── Data ──
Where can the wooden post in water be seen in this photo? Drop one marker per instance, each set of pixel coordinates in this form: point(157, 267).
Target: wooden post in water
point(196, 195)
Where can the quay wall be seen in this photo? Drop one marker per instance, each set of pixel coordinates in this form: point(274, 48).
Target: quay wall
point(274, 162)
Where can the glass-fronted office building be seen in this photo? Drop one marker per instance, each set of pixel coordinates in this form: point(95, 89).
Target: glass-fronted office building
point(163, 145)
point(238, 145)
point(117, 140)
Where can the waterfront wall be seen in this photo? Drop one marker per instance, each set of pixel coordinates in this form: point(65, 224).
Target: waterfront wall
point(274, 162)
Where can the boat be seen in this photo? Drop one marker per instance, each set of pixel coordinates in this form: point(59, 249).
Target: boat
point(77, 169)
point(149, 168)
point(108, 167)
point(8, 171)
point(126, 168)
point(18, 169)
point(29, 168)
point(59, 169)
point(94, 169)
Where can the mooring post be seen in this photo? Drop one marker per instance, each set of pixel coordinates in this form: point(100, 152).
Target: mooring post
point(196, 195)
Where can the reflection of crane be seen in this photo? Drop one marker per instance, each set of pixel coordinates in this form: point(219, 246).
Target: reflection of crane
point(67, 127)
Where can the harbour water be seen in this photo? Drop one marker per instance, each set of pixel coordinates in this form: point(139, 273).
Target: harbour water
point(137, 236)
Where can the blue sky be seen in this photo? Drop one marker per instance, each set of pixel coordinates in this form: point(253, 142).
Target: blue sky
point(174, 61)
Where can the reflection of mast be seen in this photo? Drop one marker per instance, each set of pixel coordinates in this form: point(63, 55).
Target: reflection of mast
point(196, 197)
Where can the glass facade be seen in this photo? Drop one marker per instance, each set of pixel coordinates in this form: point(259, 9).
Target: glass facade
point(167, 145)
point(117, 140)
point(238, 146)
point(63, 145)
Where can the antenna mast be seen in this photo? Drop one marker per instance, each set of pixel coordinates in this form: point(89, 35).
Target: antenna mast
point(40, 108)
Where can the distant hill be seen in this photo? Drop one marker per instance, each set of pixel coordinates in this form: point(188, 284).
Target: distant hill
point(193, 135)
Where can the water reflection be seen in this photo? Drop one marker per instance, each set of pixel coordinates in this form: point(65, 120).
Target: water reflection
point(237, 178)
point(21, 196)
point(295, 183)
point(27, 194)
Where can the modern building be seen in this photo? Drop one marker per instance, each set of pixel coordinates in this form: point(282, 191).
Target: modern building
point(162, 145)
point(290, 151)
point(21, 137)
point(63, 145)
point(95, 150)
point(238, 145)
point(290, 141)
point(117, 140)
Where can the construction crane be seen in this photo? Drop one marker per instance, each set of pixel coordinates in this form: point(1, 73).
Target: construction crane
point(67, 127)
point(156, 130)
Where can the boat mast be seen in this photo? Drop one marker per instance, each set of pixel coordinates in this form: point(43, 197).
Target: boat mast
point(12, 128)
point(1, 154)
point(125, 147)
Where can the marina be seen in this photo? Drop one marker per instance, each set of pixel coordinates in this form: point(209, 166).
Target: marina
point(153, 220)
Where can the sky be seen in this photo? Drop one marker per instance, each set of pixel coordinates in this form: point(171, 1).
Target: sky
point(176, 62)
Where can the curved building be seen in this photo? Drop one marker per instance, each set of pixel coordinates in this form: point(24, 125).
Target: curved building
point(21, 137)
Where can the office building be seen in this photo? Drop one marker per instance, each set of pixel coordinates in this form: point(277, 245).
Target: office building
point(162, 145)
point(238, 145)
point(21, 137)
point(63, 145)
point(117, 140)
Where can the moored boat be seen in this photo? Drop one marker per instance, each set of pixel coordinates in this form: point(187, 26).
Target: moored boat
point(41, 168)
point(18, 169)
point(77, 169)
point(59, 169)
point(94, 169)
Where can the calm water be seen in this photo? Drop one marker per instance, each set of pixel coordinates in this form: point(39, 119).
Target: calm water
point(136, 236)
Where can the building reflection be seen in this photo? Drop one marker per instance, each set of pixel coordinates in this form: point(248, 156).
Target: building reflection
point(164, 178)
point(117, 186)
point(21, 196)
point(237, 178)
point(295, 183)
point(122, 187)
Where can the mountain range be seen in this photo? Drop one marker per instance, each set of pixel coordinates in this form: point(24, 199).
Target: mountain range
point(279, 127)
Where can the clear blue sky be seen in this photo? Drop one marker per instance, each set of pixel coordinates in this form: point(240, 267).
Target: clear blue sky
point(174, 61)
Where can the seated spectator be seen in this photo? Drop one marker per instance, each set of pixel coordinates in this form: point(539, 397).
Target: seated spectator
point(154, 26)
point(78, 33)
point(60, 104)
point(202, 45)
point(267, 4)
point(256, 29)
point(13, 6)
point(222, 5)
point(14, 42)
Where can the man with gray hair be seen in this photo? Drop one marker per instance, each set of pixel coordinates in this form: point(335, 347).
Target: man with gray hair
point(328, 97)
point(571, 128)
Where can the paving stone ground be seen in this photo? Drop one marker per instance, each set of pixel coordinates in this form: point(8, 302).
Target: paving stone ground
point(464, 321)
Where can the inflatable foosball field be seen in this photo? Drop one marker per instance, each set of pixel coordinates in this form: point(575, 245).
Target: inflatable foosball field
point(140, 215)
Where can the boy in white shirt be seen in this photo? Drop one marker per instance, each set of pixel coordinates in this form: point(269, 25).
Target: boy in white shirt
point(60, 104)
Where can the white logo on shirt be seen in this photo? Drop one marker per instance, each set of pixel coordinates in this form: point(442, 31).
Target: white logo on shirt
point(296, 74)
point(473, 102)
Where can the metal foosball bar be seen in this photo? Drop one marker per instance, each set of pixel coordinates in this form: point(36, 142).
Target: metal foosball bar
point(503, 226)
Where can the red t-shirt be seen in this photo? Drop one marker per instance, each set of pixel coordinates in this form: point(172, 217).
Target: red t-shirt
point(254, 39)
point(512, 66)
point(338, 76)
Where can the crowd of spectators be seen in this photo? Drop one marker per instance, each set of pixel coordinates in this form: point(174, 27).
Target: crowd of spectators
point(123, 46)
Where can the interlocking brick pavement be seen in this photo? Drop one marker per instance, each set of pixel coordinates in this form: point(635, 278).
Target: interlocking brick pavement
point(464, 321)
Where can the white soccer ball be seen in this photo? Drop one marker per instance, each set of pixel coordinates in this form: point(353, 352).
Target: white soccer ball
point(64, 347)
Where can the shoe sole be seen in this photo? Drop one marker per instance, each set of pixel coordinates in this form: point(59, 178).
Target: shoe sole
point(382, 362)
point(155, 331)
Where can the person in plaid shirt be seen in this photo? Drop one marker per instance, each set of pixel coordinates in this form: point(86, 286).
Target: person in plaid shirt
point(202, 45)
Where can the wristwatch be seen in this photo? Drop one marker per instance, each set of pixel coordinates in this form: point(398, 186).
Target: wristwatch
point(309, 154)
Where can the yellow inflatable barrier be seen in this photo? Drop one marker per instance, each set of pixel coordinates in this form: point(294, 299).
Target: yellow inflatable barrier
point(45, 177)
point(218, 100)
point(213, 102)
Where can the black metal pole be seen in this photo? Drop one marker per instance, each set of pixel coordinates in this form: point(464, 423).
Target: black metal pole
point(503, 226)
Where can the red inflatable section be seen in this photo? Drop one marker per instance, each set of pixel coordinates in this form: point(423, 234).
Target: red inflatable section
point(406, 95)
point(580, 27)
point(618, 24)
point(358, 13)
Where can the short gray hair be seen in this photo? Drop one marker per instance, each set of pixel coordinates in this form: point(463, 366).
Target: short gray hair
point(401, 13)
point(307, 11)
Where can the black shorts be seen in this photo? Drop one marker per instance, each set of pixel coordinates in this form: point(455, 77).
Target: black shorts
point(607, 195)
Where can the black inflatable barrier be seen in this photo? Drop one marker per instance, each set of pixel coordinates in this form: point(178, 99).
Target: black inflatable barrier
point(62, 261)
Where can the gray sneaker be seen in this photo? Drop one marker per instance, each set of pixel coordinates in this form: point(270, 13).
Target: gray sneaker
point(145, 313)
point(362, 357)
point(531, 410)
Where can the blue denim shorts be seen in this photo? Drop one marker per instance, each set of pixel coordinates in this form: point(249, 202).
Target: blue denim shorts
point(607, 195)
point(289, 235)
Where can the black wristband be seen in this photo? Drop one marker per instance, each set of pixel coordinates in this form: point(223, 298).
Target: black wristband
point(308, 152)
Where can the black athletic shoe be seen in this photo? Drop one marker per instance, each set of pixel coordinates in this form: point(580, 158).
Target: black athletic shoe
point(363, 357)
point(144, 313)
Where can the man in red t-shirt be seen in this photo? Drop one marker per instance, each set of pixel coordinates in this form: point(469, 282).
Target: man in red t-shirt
───
__Exercise requirements__: Transcribe the records above exactly, but only from the line that contains "Where can the black wristband" through their final line, inclusive.

__Result for this exercise__:
Where can the black wristband be seen in this photo? Drop one marker per instance, each set of pixel coordinates in this form: point(223, 298).
Target: black wristband
point(308, 152)
Where can the black athletic shoe be seen in this photo? Drop one marker per instance, each set of pixel coordinates in this form: point(580, 158).
Target: black athletic shoe
point(363, 357)
point(144, 313)
Where can the man in red t-shirt be seen in this photo? Drop one marker per instance, each set of pixel coordinates in this form: point(469, 282).
Target: man in red t-shirt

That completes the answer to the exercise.